→ WRITTEN INSTRUCTION 1
Reproduce the following post about GUND Snuffles bears in full, with no changes.

→ DOCUMENT SEGMENT

-- -- --

These are normal bears but I pronouce them as “baers” and hence the spelling. It is intentional. I now have 14 of these baers, and I am doing some free advertisement for GUND. My first GUND Snuffles bears were presents from my roommates back in the days of Harvard Summer School in 1998. They were so soft and squishy I loved them at first sight.

2 years ago, I bought the 14 inch version and named him “Floppie”. As 2009 came and went, and my pain intensified, Floppie stayed with me throughout and was my comfort pillow at times, other times I would hit him and let out my anger and sadness on him. But he always smiled his adorable grin and looked up at me with all the warmth in his face.

Snuffles is really one of a kind soft toy. The way it is designed it looks as though it is sitting up and smiling up at whoever is about to hold it. It brought me solace. As I mulled around with nothing to do but struggle with pain at home in 2010, I started to google “Gund Snuffles” and found out about its history the limited editions, the colors, the make etc. I even tried to find the factory in China where they are paid. It sounds silly but it occupied my time and mind away from suicidal thoughts.

Then I started buying them on e-Bay and other toyshops in Beijing and HK when I could muster up some energy to leave home. Indeed, it gave me motivation to leave home once in a while and get out of the depressing environment I had built for myself. There would be bouts of joy and glee when a Snuffles I had ordered turned up at the doorstep and I would momentarily forget my misery.

-- -- --

→ WRITTEN INSTRUCTION 2
Gather every line of the listing below that contains the string "traffic", matching case exactly.

→ PROVIDED DATA
-- -- --

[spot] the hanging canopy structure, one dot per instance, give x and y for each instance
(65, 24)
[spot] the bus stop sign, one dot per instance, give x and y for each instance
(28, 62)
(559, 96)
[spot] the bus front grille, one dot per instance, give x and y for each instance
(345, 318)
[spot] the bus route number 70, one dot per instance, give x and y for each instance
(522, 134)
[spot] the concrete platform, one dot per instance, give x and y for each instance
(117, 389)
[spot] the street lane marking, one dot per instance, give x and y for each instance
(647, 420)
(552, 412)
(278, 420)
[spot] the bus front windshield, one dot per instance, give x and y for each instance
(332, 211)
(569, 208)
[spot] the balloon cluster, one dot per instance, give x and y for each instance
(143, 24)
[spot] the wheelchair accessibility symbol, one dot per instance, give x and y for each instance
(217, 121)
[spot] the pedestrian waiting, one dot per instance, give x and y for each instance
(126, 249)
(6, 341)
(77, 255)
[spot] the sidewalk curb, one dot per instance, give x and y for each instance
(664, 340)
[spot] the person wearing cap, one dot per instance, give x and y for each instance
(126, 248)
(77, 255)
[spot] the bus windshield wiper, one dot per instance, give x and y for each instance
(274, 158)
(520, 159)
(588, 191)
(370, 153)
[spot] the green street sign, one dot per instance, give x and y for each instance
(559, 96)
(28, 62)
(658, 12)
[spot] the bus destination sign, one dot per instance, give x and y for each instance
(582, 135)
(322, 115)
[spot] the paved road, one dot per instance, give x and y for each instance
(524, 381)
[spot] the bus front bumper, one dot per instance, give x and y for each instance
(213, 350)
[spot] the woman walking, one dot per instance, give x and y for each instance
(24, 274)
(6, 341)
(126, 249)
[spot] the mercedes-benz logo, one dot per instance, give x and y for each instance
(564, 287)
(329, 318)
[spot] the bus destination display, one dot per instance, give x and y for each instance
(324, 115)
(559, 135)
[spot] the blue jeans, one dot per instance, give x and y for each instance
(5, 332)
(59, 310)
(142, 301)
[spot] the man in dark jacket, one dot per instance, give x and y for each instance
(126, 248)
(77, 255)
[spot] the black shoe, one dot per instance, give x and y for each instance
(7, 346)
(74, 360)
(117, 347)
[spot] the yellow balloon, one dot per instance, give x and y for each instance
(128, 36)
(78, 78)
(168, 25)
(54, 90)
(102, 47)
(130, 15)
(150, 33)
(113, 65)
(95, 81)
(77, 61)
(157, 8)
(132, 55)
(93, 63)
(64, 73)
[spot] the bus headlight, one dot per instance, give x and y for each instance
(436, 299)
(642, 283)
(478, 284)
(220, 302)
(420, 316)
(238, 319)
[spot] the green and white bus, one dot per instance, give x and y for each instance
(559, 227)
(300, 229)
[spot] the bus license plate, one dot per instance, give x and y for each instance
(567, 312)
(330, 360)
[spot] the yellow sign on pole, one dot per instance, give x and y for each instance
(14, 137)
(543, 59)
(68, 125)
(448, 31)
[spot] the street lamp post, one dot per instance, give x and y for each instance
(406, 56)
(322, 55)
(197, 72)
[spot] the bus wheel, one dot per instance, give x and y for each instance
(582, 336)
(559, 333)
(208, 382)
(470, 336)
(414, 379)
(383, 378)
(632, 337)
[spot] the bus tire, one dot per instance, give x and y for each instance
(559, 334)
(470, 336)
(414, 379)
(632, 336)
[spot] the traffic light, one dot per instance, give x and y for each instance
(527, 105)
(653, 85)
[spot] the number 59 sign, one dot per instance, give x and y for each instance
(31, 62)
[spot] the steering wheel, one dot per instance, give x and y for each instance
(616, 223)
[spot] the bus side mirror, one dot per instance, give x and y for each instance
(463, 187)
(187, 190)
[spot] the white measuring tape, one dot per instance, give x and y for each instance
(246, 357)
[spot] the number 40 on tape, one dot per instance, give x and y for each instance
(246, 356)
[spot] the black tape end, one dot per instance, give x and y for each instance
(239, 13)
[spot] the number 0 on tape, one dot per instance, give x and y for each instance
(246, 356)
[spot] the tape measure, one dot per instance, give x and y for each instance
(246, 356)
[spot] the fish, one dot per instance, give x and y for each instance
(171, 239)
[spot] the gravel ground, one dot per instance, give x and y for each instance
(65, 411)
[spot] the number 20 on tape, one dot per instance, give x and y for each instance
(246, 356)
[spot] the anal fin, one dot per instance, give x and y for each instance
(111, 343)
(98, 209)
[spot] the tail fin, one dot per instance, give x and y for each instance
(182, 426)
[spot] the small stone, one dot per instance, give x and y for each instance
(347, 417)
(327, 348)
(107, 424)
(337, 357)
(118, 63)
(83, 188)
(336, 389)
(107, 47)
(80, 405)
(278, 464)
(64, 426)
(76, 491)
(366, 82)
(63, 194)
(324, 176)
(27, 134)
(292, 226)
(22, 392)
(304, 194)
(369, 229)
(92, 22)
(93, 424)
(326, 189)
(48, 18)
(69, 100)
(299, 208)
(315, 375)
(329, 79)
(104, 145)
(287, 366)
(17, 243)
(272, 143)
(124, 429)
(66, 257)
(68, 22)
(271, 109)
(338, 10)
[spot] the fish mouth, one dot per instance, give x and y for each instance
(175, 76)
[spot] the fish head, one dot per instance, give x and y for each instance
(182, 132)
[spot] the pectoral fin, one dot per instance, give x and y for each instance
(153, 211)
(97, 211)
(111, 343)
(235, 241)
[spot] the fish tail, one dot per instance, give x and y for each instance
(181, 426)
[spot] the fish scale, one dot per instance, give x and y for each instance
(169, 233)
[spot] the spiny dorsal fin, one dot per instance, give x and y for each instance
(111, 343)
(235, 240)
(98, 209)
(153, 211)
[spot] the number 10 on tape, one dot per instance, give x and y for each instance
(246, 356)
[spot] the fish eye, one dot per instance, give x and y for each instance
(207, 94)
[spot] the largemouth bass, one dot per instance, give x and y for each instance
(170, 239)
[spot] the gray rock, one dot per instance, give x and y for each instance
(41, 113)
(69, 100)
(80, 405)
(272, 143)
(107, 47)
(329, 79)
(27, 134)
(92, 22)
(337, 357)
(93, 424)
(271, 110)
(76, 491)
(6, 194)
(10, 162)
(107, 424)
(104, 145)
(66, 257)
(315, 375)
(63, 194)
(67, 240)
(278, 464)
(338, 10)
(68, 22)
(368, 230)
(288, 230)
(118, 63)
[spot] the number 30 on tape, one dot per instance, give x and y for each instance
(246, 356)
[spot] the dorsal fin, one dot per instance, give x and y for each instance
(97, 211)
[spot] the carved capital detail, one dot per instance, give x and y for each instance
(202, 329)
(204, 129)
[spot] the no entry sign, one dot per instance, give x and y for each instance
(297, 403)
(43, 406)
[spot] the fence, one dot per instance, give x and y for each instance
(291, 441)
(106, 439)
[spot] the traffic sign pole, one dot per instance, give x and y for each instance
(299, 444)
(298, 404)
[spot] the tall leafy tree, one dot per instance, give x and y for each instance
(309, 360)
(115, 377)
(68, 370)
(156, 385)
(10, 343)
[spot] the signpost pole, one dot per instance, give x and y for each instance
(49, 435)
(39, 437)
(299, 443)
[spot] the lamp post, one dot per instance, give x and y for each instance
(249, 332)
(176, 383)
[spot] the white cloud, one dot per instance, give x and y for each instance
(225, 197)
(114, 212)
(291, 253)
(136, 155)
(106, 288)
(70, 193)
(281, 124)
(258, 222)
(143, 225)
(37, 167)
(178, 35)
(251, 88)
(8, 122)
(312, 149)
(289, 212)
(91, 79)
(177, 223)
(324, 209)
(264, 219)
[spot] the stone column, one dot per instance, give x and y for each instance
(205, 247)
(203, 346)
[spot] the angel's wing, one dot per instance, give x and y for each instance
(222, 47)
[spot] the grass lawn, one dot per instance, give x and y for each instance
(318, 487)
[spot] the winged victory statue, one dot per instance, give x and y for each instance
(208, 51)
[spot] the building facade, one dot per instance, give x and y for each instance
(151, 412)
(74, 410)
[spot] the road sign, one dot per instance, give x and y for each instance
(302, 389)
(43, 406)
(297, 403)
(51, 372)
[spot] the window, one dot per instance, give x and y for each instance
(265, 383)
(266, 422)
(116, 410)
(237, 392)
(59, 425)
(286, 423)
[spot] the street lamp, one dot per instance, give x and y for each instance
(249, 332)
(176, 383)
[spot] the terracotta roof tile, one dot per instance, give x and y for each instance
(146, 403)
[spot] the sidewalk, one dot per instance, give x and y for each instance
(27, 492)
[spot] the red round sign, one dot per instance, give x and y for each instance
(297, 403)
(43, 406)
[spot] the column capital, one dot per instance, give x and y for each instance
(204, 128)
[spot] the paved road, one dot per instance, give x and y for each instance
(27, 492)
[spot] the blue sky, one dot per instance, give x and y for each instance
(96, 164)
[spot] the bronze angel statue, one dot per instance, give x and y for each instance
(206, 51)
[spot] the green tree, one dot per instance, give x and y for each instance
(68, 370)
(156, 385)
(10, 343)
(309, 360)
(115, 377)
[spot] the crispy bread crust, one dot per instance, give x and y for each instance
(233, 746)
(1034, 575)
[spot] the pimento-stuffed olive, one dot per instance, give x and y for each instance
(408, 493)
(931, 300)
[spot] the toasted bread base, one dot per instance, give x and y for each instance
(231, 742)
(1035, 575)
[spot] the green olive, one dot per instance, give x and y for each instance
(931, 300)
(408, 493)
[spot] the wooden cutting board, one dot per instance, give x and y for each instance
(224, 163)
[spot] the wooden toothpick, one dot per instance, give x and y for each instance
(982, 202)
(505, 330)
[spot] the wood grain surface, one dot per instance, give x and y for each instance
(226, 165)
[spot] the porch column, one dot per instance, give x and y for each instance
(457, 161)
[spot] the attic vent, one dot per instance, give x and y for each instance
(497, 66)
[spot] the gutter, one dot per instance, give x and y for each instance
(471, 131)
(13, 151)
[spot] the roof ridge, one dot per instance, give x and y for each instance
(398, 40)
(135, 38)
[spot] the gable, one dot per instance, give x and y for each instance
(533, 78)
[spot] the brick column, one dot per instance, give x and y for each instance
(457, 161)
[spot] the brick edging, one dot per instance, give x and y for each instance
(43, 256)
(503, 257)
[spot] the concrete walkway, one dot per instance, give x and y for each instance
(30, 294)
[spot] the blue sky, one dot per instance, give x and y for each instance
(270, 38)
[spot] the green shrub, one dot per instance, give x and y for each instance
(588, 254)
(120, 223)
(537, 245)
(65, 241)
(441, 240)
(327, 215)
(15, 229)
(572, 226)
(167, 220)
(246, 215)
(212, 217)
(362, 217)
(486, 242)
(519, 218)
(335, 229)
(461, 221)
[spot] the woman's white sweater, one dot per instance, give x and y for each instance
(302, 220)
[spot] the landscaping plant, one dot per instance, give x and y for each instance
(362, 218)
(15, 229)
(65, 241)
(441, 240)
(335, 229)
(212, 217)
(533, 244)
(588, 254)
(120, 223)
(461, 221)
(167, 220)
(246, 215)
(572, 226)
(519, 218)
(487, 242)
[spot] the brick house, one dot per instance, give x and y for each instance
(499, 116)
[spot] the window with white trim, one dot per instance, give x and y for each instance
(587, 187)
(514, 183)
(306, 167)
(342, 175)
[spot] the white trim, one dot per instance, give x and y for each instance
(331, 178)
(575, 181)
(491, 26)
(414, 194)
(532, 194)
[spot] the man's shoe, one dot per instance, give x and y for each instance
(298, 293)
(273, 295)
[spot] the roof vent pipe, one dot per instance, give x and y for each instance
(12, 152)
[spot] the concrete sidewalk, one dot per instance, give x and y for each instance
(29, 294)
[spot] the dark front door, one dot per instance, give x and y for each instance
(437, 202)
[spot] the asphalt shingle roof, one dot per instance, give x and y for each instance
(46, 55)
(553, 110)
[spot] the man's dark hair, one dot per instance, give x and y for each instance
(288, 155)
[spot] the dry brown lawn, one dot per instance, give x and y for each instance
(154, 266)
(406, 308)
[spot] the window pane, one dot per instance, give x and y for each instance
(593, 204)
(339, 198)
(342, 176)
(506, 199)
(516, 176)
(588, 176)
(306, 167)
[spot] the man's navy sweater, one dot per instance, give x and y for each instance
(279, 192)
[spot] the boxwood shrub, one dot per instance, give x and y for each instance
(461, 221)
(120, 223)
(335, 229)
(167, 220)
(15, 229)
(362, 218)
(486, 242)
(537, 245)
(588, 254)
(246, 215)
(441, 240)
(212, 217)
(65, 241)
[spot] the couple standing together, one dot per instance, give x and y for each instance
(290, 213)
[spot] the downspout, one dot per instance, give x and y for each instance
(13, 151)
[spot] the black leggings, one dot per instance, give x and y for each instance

-- -- --

→ COMPLETE OUTPUT 1
These are normal bears but I pronouce them as “baers” and hence the spelling. It is intentional. I now have 14 of these baers, and I am doing some free advertisement for GUND. My first GUND Snuffles bears were presents from my roommates back in the days of Harvard Summer School in 1998. They were so soft and squishy I loved them at first sight.

2 years ago, I bought the 14 inch version and named him “Floppie”. As 2009 came and went, and my pain intensified, Floppie stayed with me throughout and was my comfort pillow at times, other times I would hit him and let out my anger and sadness on him. But he always smiled his adorable grin and looked up at me with all the warmth in his face.

Snuffles is really one of a kind soft toy. The way it is designed it looks as though it is sitting up and smiling up at whoever is about to hold it. It brought me solace. As I mulled around with nothing to do but struggle with pain at home in 2010, I started to google “Gund Snuffles” and found out about its history the limited editions, the colors, the make etc. I even tried to find the factory in China where they are paid. It sounds silly but it occupied my time and mind away from suicidal thoughts.

Then I started buying them on e-Bay and other toyshops in Beijing and HK when I could muster up some energy to leave home. Indeed, it gave me motivation to leave home once in a while and get out of the depressing environment I had built for myself. There would be bouts of joy and glee when a Snuffles I had ordered turned up at the doorstep and I would momentarily forget my misery.

→ COMPLETE OUTPUT 2
[spot] the traffic light, one dot per instance, give x and y for each instance
[spot] the traffic sign pole, one dot per instance, give x and y for each instance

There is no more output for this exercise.